** START OF SUPPLIED DATA **

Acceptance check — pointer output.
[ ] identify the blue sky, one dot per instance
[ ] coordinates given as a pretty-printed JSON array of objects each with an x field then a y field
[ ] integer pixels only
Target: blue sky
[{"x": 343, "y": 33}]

** END OF SUPPLIED DATA **

== WORK INSTRUCTIONS ==
Please return the entries above word for word, keeping every line as it is.

== RESULT BELOW ==
Acceptance check — pointer output.
[ ] identify the blue sky, one dot per instance
[ ] coordinates given as a pretty-printed JSON array of objects each with an x field then a y field
[ ] integer pixels only
Target: blue sky
[{"x": 343, "y": 33}]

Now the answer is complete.